_Your instructions:_
Retype the stretch of lines below from the very first line through the line containing "x=270 y=597", keeping every character unchanged.
■ ■ ■ ■
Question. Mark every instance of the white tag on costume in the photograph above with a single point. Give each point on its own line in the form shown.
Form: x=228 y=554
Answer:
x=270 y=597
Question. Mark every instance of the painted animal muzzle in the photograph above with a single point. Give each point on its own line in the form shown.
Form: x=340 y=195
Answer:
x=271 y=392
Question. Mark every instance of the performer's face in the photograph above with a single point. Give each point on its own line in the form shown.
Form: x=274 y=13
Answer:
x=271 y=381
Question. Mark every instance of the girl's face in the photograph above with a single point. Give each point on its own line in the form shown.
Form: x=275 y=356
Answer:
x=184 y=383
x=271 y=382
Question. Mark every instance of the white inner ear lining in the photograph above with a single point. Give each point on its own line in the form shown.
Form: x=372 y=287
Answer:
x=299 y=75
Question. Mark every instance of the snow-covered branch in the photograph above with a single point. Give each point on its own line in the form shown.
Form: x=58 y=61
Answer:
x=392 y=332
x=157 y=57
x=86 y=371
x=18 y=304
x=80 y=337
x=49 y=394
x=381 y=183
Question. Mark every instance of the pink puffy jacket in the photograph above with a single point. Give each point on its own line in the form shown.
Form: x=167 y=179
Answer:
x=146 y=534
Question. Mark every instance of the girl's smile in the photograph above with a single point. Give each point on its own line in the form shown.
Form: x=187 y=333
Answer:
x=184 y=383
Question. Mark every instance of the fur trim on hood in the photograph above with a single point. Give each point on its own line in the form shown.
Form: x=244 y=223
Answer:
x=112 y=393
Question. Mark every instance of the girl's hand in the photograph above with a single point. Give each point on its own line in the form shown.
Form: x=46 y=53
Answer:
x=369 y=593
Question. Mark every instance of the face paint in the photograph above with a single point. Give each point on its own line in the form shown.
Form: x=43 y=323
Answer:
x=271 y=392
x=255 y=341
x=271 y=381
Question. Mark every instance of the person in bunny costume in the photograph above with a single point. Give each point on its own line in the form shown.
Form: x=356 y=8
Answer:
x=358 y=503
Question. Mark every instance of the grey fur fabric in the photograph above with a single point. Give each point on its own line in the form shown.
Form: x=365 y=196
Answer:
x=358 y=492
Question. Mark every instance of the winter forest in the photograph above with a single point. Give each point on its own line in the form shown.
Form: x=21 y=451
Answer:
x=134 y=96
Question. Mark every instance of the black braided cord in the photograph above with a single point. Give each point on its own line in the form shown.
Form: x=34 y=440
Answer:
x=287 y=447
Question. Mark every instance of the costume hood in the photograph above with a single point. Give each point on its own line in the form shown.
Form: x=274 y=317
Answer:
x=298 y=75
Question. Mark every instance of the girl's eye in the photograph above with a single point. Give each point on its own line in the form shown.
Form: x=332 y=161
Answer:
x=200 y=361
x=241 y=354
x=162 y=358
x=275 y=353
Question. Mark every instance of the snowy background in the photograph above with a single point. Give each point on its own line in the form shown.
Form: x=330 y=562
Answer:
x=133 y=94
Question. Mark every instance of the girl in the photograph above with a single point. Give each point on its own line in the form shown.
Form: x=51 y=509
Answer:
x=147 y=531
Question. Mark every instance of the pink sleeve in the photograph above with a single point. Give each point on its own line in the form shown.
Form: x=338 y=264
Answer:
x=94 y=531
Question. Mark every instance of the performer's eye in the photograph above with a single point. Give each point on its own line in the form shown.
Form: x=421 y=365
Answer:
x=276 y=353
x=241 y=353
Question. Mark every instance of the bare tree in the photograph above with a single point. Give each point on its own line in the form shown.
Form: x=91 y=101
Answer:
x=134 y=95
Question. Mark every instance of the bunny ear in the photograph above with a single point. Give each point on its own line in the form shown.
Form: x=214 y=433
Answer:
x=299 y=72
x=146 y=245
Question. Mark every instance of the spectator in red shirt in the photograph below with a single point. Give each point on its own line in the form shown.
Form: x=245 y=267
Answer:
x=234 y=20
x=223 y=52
■ ■ ■ ■
_Written reply:_
Question. Mark every instance of the white tag on costume in the photograph above with a single point. Give each point on its own line in the form shown.
Form: x=228 y=554
Answer:
x=270 y=597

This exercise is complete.